WORK REQUEST:
Your output should be the complete listing, word for word, with no pictures in it.

SUPPLIED ENTRIES:
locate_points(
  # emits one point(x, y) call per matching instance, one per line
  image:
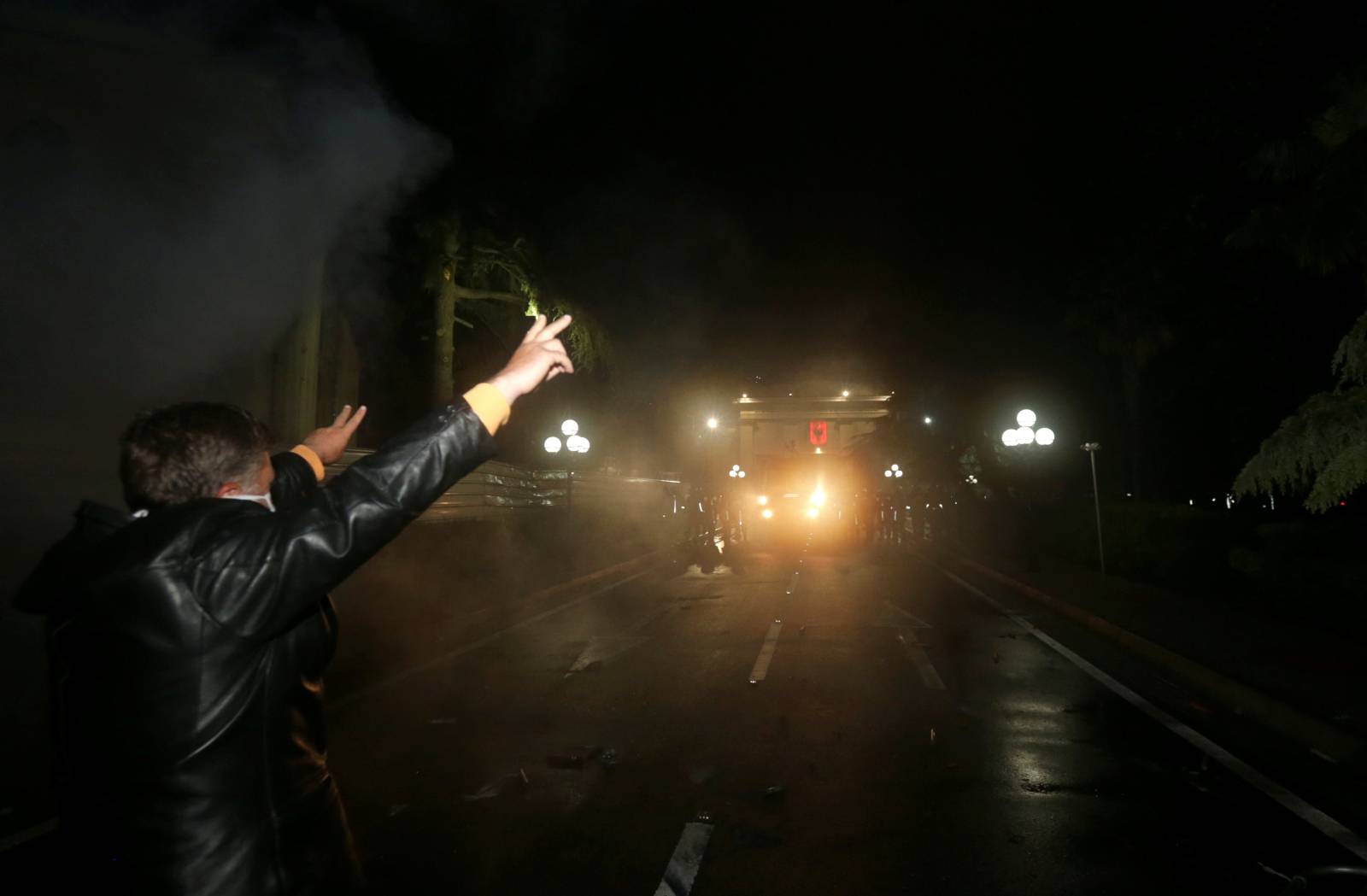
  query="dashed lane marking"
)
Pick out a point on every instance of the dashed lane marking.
point(916, 650)
point(766, 652)
point(688, 857)
point(1318, 818)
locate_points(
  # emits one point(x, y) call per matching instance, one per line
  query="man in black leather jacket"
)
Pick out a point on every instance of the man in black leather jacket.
point(189, 640)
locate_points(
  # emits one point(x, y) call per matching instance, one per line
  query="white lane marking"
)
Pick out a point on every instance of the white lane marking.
point(916, 650)
point(1323, 823)
point(688, 855)
point(603, 647)
point(27, 834)
point(766, 652)
point(906, 619)
point(483, 642)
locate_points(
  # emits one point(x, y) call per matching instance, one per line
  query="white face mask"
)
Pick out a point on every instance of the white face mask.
point(260, 499)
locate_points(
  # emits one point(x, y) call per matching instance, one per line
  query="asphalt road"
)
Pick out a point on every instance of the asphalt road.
point(906, 735)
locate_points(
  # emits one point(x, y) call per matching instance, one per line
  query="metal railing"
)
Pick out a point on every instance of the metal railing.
point(496, 488)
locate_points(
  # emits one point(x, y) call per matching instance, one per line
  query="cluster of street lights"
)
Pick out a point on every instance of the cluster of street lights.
point(573, 442)
point(1024, 432)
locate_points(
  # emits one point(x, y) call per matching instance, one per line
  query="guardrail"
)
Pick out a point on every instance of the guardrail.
point(496, 488)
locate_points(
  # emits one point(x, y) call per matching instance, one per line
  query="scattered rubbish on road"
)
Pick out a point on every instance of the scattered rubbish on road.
point(572, 758)
point(701, 775)
point(496, 786)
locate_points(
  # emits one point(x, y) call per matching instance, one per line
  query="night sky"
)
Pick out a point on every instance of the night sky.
point(929, 196)
point(979, 205)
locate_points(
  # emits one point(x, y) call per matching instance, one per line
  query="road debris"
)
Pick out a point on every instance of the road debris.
point(573, 758)
point(498, 786)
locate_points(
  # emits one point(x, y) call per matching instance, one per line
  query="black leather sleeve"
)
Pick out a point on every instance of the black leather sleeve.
point(294, 481)
point(267, 569)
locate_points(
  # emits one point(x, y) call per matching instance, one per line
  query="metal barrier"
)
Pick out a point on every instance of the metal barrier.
point(496, 488)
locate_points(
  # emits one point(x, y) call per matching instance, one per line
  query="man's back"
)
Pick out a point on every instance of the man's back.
point(191, 747)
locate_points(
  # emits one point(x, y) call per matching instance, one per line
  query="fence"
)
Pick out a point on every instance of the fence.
point(496, 489)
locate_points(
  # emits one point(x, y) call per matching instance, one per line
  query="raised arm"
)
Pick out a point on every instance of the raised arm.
point(271, 569)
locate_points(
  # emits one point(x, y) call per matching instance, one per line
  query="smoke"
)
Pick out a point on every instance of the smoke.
point(167, 208)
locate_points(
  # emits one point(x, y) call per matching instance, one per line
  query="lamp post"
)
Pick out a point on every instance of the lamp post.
point(1091, 448)
point(576, 444)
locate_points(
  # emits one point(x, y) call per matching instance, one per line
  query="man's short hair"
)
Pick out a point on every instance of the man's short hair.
point(186, 451)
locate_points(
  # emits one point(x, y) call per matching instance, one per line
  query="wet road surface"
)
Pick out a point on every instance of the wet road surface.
point(900, 734)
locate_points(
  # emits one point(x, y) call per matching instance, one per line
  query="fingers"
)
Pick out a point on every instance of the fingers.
point(355, 421)
point(537, 328)
point(551, 331)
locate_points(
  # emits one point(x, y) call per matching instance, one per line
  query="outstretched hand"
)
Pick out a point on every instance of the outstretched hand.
point(539, 358)
point(330, 442)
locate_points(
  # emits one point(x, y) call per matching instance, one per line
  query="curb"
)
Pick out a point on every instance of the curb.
point(1316, 735)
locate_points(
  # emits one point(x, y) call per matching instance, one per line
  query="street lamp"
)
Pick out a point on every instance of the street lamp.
point(1091, 448)
point(1024, 432)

RESPONSE TO THE EXERCISE:
locate_points(
  # emits one point(x, y) call per matching instance, one per line
  image:
  query="dashed lane marking"
)
Pick out a point on every instance of the dashed lane marking.
point(916, 650)
point(766, 652)
point(688, 857)
point(1318, 818)
locate_points(
  # emits one point(x, y) call per matching instance, one per line
  query="man in black leather jacket"
)
Pick out a point on every instance of the man in black leather jacket.
point(189, 640)
locate_points(
  # emits one point(x, y) call per matching instance, one per line
  query="white lane marking"
)
Pick out a point on every instance of the white lane marking.
point(916, 650)
point(1323, 823)
point(688, 855)
point(603, 647)
point(27, 834)
point(766, 652)
point(906, 619)
point(483, 642)
locate_points(
  # emits one point(x, y) call per matching instance, one per line
  query="white face mask"
)
Pick out a point on every instance of the white face mask.
point(260, 499)
locate_points(
  # emits one point(x, y) call per matching instance, one per line
  query="asphalt road"
)
Pick out a point on every instance of the asphalt road.
point(906, 735)
locate_points(
  # emits one point(x, y) call per matching instance, one per line
  query="metal railing"
)
Pick out a point on every instance of the metal railing.
point(496, 488)
locate_points(
  # emits one point(x, y) call per matching instance, one per line
  query="cluster of street lights"
)
Pick out a point on every instance of the cluster of street lights.
point(573, 442)
point(1024, 432)
locate_points(
  # emits one point(x, y) call per matching instance, one per line
  query="guardrail"
)
Pick out a point on every instance of the guardrail.
point(496, 488)
locate_points(
  # emits one point(x, y) call per matching instance, one per line
  query="scattered rubbish on road"
)
Pick out a point on every instance of the scattered rubbish on road.
point(572, 758)
point(701, 775)
point(496, 786)
locate_points(
  # emits one point(x, y) call per matching instance, one per line
  query="night sky"
)
Pick out a point on every instance of the night sky.
point(929, 196)
point(979, 205)
locate_points(
  # emits one point(x, y) call per matching instance, one per line
  query="road debris"
)
Pick out a point on every instance of the road debris.
point(573, 758)
point(498, 786)
locate_points(
  # emits one point(x, y) call per matching instance, one per line
  query="black leather sleeve"
)
Pick out a point on every instance of the black leather sleeve.
point(294, 481)
point(267, 569)
locate_points(
  # emits one point(x, y) call per matching instance, one per line
  query="metal barrier"
)
Pick out a point on every instance of the metal barrier.
point(496, 488)
locate_points(
  # emits one point(x, y) call per matching instance, one per line
  query="man's back"
)
Pick out a point on every instance of the man's back.
point(191, 747)
locate_points(
  # emits one point(x, y) call per matching instance, one per line
  query="fence"
)
Pick out a point on every instance of the fence.
point(496, 489)
locate_points(
  # emits one point(x, y) call per matching instance, one per line
  query="raised arm"
)
Pick out a point on every instance of the raised arm.
point(271, 569)
locate_points(
  # emits one point(x, y) call per matching instance, one per line
  query="smoke"
)
Pick out a point on every instance of the smoke.
point(167, 208)
locate_points(
  # emits one point(x, y) call per matching instance, one per line
  query="lamp post"
)
Pick out a point on every instance of the lamp post.
point(1091, 448)
point(576, 444)
locate_points(
  # emits one point(x, y) call per matching instance, one per line
  query="man's short hair"
)
Pick out a point on every instance of the man's short hair.
point(186, 451)
locate_points(
  # emits one point(x, y) call per matching instance, one per line
  query="wet road surface"
)
Pick out a point on every instance of the wet road surface.
point(900, 734)
locate_points(
  # emits one point(x, y) call per matching instance, one per line
  query="fingers"
)
Pick out a point on every instance of the fingers.
point(355, 421)
point(537, 328)
point(551, 331)
locate_points(
  # emits one point(x, y) call per matching instance, one per line
  query="outstretched hand"
)
Pick out a point on every instance of the outstretched hand.
point(539, 358)
point(330, 442)
locate_points(
  # emits one point(x, y) call per matching instance, one per line
  query="curb"
)
Pick out a point on every instance of the curb.
point(1316, 735)
locate_points(
  # emits one point(x, y) call per matching instance, one per line
  query="street lamp"
)
Pick out a point on every instance of the street lamp.
point(1091, 448)
point(1024, 432)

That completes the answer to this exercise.